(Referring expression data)
= = = = =

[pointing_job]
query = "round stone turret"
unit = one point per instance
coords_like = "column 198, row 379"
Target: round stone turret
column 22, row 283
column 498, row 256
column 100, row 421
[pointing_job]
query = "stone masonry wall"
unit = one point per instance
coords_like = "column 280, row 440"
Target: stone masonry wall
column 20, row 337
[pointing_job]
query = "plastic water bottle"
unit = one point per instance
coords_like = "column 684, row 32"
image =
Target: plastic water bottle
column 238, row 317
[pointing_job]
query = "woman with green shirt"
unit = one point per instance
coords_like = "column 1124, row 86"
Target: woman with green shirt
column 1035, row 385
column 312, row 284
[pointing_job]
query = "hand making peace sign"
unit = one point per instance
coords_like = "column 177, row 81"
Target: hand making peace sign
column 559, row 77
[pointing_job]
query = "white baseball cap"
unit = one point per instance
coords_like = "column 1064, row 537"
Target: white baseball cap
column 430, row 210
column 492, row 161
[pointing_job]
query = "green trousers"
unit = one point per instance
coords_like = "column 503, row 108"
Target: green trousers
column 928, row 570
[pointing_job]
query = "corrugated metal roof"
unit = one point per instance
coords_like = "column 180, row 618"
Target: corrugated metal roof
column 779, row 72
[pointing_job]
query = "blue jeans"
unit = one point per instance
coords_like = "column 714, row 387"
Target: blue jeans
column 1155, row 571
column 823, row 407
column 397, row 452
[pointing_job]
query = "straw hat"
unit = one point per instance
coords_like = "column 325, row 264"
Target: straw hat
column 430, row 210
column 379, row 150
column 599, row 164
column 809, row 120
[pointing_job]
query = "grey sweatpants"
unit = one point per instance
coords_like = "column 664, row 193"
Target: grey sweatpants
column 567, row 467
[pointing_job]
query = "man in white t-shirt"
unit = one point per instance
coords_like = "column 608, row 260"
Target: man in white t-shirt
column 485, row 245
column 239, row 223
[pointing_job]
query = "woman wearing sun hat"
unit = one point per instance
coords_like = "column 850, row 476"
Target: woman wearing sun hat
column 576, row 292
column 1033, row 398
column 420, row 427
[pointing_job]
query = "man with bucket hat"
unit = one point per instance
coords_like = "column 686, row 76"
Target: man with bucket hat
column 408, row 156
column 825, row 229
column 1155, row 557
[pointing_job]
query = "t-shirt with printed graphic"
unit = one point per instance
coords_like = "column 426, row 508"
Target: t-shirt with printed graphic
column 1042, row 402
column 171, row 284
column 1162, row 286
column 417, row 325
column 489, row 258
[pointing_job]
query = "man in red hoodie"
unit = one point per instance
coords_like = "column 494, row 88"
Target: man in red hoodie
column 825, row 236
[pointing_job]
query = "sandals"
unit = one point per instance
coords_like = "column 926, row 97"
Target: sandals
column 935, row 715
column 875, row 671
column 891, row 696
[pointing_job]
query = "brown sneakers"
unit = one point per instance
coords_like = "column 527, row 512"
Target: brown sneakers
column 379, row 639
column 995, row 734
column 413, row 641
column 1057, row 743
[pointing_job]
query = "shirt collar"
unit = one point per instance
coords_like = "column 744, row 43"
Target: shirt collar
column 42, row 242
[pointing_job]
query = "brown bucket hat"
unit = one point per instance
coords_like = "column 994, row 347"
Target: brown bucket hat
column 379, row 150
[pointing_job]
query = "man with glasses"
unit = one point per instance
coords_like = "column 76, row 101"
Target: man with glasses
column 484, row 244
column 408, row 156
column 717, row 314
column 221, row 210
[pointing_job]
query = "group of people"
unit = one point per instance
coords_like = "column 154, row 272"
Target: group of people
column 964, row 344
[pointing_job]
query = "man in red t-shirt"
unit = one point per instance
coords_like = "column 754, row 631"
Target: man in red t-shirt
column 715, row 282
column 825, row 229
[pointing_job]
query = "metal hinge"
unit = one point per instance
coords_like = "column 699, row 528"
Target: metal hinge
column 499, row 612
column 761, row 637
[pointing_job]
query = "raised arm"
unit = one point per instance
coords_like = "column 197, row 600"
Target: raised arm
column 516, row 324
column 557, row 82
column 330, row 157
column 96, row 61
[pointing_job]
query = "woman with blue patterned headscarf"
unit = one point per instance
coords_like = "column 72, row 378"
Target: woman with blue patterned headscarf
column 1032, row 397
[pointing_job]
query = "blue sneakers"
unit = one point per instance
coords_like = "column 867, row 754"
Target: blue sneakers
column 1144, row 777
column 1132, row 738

= = = = =

Directions →
Every line of the data above belongs in the answer, unchanged.

Response →
[pointing_job]
query = "round stone turret"
unit = one point per instance
coords_like = "column 198, row 379"
Target: round stone turret
column 22, row 283
column 498, row 256
column 100, row 421
[pointing_job]
query = "stone masonry wall"
unit = one point per instance
coords_like = "column 280, row 440"
Target: stone masonry wall
column 20, row 337
[pointing_job]
query = "plastic water bottle"
unit = one point per instance
coords_like = "column 684, row 32"
image =
Target: plastic water bottle
column 238, row 317
[pointing_job]
query = "woman with green shirt"
unit = one point per instance
coords_like = "column 1124, row 86"
Target: woman with green shirt
column 1035, row 385
column 312, row 284
[pointing_job]
query = "hand making peace sign"
unit = one point per instance
coords_like = "column 177, row 81"
Target: hand making peace sign
column 559, row 77
[pointing_job]
query = "white baseball cap"
unit = one point per instance
coords_like = "column 1064, row 537"
Target: white baseball cap
column 430, row 210
column 492, row 161
[pointing_job]
query = "green trousers"
unit = one point per instance
coords_like = "column 503, row 108"
Target: green trousers
column 928, row 570
[pointing_job]
query = "corrugated metal roof"
unit = one point per instance
coords_like = "column 180, row 618"
Target: corrugated metal roof
column 779, row 72
[pointing_job]
query = "blue jeans"
unit = one point per instance
coords_like = "column 714, row 387"
Target: blue jeans
column 1155, row 571
column 823, row 407
column 397, row 452
[pointing_job]
query = "straw hat"
unit = one point per instance
coords_like = "column 325, row 264"
Target: straw hat
column 430, row 210
column 379, row 150
column 599, row 164
column 809, row 120
[pointing_job]
query = "grey sweatpants"
unit = one point per instance
coords_like = "column 664, row 193"
Target: grey sweatpants
column 567, row 467
[pointing_job]
query = "man in white t-shirt"
unit = one point per instance
coords_like = "column 608, row 260"
Target: man in white t-shirt
column 485, row 245
column 239, row 223
[pointing_job]
query = "woman wearing sun hat"
unit = one point per instance
coords_like = "column 850, row 476"
Target: woman wearing sun hat
column 576, row 292
column 1033, row 398
column 420, row 427
[pointing_job]
query = "man with bucket hat"
unit = one point per instance
coords_like = "column 686, row 76"
Target: man with bucket hat
column 408, row 156
column 825, row 229
column 1155, row 557
[pointing_job]
query = "t-shirt with printed graphic"
unit = one point per instance
coords_like = "column 426, row 508"
Target: t-shirt with printed graphic
column 1042, row 402
column 171, row 284
column 1162, row 286
column 417, row 325
column 489, row 258
[pointing_job]
query = "man in red hoodie"
unit = one point per instance
coords_like = "column 494, row 88"
Target: man in red hoodie
column 825, row 236
[pointing_job]
query = "sandals"
unit = one point per instance
coords_like = "column 926, row 97"
Target: sandals
column 935, row 715
column 875, row 671
column 891, row 696
[pointing_job]
query = "brown sneakers"
unit = one point per instance
coords_like = "column 527, row 512"
Target: brown sneakers
column 379, row 639
column 995, row 734
column 413, row 641
column 1057, row 743
[pointing_job]
query = "shirt collar"
unit = one point per instance
coords_like = "column 744, row 43"
Target: shirt collar
column 42, row 242
[pointing_job]
query = "brown bucket hat"
unit = one point per instance
coords_like = "column 994, row 347"
Target: brown bucket hat
column 379, row 150
[pointing_job]
query = "man with glasses"
unit = one point per instance
coords_like = "column 76, row 101"
Target: man with glasses
column 484, row 244
column 408, row 156
column 717, row 314
column 221, row 210
[pointing_job]
query = "group of people"
unit = one point per instance
coords_like = "column 154, row 272"
Target: group of people
column 964, row 344
[pointing_job]
query = "man in red t-shirt"
unit = one point per instance
coords_like = "column 754, row 631"
Target: man in red t-shirt
column 715, row 282
column 825, row 229
[pointing_job]
query = "metal hinge"
unit = one point per instance
coords_like = "column 699, row 528"
Target: metal hinge
column 499, row 612
column 761, row 637
[pointing_job]
query = "raised arm"
unit = one point per instance
coords_like = "column 197, row 600"
Target: raised arm
column 516, row 324
column 557, row 82
column 330, row 157
column 96, row 61
[pointing_job]
query = "woman with blue patterned headscarf"
unit = one point per instance
coords_like = "column 72, row 378"
Target: woman with blue patterned headscarf
column 1032, row 397
[pointing_job]
query = "blue sneakers"
unit = one point per instance
coords_like = "column 867, row 754"
Target: blue sneakers
column 1144, row 777
column 1132, row 738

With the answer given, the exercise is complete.